* YOUR TASK
Repeat the lines below word for word. Begin with the line that has "form [(295, 226)]." and stop after the line that has "[(426, 331)]".

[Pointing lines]
--- begin ---

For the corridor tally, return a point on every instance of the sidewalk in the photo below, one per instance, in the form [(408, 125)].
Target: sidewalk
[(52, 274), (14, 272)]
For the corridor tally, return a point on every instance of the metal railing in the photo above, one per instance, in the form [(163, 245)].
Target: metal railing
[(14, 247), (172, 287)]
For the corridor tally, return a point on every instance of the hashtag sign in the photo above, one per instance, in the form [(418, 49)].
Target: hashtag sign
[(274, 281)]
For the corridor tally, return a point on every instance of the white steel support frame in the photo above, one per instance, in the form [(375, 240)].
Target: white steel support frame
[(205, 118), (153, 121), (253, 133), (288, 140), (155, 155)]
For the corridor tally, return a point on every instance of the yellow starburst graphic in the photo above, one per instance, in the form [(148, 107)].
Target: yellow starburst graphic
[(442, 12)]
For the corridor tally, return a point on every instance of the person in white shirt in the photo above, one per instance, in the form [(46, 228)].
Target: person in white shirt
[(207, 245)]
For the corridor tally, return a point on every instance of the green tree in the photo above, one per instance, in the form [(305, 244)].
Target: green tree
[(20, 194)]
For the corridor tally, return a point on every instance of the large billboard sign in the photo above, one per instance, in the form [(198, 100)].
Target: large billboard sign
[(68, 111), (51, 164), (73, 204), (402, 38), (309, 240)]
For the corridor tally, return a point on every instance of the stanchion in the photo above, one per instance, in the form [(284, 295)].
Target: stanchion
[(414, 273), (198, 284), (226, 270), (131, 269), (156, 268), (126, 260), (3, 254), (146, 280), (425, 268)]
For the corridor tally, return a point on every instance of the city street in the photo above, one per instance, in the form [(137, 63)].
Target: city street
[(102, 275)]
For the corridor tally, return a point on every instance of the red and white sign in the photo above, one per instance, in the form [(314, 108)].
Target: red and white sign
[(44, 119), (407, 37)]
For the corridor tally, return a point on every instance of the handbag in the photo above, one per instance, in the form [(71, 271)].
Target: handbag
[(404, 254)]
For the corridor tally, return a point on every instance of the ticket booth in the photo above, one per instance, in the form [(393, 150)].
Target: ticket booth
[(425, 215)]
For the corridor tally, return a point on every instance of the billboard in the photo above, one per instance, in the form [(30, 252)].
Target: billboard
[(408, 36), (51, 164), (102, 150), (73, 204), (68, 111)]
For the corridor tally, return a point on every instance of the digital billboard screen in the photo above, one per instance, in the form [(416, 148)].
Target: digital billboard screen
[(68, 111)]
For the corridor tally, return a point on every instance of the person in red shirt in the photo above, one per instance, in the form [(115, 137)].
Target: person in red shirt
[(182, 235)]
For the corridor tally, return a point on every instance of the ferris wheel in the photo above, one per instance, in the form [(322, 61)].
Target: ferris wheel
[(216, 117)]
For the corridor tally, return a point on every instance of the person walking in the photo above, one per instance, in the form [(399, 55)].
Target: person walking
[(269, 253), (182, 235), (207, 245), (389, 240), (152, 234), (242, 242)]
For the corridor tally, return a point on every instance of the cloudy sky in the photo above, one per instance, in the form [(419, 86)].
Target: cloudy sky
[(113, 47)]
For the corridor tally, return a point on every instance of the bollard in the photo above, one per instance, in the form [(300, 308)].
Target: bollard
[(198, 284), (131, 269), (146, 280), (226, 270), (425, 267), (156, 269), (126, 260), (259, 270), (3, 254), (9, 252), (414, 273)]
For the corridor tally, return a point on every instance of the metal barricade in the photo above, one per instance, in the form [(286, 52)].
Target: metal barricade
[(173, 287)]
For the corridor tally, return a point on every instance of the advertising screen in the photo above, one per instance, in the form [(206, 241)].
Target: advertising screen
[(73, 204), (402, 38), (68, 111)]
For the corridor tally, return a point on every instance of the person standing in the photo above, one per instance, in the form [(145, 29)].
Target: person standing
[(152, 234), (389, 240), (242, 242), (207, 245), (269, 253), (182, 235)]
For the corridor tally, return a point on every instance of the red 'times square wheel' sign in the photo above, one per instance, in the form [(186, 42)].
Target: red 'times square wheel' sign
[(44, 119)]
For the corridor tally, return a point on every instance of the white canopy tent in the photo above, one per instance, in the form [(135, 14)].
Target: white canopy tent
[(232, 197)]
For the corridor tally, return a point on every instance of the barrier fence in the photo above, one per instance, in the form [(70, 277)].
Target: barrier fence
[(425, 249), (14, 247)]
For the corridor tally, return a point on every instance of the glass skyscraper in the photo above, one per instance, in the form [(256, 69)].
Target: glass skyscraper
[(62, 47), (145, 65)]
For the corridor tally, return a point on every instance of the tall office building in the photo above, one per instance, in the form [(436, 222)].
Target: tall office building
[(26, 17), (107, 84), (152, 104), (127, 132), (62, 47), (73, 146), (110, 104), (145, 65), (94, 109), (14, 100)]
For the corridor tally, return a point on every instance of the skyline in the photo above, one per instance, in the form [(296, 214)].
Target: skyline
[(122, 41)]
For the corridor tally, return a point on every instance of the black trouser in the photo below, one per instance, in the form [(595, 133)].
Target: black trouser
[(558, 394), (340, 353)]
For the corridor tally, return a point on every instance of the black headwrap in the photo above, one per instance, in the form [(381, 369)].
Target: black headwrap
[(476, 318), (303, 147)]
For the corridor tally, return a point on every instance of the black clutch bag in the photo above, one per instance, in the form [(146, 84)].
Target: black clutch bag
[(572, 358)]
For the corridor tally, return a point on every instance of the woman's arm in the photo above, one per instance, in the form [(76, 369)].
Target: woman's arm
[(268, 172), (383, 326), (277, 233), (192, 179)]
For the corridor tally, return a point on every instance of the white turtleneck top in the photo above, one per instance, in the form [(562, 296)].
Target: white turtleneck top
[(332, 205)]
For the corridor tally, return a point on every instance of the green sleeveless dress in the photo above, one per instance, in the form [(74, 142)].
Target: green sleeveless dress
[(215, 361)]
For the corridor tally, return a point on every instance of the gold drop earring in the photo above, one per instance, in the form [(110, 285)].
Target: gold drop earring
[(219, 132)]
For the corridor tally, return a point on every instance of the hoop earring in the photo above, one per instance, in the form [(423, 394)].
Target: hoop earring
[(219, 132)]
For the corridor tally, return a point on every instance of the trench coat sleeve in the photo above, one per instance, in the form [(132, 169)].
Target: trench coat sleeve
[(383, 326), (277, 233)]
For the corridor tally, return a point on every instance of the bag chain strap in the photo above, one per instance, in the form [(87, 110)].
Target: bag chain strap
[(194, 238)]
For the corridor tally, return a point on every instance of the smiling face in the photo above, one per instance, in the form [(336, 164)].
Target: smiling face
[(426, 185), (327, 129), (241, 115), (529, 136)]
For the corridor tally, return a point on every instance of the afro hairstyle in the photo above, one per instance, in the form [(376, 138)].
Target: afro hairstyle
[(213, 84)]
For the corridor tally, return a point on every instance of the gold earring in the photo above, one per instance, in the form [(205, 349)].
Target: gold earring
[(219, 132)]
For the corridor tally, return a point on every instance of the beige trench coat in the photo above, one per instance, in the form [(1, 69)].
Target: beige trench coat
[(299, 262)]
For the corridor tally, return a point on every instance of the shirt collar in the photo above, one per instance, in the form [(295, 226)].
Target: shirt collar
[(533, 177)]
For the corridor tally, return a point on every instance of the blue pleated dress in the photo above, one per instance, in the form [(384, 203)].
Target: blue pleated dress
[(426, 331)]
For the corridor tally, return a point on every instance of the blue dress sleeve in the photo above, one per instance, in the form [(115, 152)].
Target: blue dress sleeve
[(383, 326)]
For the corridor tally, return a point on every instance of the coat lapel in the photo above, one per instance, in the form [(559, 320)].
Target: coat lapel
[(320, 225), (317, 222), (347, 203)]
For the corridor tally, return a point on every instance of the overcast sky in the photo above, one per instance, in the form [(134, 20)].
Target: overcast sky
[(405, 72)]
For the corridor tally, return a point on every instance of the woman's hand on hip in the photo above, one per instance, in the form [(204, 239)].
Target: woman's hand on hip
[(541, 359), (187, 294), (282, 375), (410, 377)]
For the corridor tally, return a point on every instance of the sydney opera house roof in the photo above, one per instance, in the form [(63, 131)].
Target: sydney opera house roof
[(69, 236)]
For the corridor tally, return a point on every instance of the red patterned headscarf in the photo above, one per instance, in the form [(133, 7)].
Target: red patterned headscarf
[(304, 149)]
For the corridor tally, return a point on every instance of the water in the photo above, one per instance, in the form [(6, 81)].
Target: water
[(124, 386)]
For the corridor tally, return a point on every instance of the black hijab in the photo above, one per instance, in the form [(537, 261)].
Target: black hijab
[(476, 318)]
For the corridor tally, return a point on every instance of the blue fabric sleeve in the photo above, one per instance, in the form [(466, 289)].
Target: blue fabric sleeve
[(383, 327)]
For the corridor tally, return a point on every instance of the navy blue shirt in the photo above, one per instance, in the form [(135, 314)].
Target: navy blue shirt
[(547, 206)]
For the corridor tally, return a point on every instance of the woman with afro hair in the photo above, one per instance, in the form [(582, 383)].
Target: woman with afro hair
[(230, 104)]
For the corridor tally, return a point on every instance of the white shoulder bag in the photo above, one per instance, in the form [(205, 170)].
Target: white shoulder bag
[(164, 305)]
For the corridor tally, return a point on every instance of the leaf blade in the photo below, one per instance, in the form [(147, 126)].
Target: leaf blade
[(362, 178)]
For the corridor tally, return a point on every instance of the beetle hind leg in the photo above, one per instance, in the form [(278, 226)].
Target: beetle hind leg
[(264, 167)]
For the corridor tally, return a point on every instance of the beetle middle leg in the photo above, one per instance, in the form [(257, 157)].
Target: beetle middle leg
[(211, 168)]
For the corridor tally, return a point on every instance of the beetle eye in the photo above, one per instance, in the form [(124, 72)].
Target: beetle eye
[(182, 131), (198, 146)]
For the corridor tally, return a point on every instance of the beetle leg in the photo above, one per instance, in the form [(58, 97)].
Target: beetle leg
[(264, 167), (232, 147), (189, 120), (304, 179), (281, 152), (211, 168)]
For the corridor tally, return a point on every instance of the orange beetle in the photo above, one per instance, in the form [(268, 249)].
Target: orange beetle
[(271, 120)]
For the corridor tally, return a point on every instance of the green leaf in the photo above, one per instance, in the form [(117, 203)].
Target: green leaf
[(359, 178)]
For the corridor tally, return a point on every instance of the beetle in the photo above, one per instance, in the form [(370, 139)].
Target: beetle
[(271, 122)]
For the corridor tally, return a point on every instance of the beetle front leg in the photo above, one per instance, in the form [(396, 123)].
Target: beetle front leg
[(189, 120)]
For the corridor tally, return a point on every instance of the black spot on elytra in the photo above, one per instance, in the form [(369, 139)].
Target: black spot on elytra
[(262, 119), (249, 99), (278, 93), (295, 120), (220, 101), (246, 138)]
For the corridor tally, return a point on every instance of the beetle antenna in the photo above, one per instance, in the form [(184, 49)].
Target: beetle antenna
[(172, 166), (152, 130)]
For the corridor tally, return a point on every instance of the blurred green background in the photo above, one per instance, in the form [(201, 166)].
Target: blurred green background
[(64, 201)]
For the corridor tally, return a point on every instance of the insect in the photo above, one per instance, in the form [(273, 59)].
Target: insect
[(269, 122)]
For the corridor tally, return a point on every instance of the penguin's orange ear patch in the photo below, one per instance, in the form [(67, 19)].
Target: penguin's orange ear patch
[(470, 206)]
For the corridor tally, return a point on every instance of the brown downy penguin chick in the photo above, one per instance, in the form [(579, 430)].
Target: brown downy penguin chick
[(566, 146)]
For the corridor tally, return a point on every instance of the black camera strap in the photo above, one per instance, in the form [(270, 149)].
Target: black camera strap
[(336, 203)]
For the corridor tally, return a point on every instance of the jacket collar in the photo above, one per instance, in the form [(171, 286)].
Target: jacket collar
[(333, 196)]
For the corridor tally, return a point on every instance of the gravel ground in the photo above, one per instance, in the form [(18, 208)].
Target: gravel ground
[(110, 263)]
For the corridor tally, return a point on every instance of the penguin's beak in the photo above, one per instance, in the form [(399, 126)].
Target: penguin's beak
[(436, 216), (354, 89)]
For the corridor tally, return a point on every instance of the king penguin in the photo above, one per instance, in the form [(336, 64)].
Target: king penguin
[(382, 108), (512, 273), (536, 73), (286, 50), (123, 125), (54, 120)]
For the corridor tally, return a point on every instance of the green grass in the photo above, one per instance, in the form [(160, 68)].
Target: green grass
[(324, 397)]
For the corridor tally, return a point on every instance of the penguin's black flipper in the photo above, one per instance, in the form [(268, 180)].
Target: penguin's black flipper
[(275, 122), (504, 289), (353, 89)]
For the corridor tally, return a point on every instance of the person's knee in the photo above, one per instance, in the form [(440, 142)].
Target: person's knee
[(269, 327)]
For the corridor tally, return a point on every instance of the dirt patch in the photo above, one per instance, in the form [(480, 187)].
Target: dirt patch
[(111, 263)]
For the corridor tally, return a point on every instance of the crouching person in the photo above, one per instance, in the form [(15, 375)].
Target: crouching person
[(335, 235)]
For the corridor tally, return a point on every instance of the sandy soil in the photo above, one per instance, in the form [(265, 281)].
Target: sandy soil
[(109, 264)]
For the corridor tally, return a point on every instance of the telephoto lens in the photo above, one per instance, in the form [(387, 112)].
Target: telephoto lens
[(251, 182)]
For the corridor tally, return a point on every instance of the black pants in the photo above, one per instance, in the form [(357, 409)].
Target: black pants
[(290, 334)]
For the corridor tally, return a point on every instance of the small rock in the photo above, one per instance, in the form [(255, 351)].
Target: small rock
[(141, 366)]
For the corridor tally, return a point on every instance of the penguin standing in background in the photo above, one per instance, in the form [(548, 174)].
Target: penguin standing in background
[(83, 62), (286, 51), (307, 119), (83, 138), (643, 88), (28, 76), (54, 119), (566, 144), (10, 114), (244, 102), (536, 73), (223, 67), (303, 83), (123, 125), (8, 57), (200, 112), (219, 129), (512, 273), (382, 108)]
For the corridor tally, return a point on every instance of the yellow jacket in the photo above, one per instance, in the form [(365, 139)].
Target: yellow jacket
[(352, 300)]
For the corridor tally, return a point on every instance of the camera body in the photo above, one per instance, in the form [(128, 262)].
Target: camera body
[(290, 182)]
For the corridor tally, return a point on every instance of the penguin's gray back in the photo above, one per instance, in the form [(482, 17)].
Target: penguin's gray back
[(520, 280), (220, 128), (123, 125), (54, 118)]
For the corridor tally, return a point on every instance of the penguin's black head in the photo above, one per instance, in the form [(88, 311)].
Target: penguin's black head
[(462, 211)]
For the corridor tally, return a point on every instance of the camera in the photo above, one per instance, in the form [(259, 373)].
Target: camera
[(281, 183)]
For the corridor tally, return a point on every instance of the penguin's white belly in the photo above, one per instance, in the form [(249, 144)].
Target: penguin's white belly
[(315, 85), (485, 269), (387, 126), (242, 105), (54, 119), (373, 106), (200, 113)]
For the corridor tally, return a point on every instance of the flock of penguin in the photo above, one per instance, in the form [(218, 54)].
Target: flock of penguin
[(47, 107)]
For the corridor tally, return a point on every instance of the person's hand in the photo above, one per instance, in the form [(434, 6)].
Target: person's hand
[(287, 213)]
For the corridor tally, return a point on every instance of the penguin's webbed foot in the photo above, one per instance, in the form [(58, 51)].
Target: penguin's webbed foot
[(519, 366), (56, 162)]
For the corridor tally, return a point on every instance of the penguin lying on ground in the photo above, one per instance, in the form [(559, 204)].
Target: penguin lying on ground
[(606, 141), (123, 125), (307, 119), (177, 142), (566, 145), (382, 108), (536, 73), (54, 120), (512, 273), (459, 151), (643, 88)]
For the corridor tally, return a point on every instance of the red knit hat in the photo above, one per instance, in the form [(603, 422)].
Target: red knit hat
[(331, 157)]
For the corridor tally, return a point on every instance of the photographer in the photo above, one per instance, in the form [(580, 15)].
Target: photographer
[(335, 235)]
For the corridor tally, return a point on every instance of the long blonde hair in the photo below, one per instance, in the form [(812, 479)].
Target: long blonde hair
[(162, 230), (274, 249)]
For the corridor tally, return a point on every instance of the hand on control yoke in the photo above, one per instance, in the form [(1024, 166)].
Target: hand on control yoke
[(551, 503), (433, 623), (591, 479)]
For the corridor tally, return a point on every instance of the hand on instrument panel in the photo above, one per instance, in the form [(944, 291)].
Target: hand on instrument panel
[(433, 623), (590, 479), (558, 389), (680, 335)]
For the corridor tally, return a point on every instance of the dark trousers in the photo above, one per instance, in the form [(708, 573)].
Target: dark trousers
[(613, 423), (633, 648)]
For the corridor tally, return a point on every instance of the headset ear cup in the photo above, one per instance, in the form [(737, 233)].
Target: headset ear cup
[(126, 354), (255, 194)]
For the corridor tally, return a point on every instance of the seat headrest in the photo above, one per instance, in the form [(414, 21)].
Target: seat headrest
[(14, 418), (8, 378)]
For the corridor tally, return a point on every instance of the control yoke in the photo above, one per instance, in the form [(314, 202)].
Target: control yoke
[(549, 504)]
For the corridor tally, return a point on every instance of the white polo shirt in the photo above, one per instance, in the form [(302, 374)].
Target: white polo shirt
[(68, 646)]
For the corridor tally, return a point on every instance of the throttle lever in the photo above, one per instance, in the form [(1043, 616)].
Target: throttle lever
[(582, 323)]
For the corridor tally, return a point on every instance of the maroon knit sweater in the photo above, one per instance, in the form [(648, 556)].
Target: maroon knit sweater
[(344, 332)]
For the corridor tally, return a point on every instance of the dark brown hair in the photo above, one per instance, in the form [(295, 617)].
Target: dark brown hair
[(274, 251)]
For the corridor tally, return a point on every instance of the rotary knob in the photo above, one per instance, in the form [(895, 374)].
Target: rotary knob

--- end ---

* SOLUTION BELOW
For the corridor tally, return a point on every instance of the shirt collar in the photo above, one per instance, in the form [(295, 226)].
Target: shirt collar
[(533, 177)]
For the corridor tally, return a point on every instance of the blue pleated dress in the photo above, one per instance, in the form [(384, 203)].
Target: blue pleated dress
[(426, 331)]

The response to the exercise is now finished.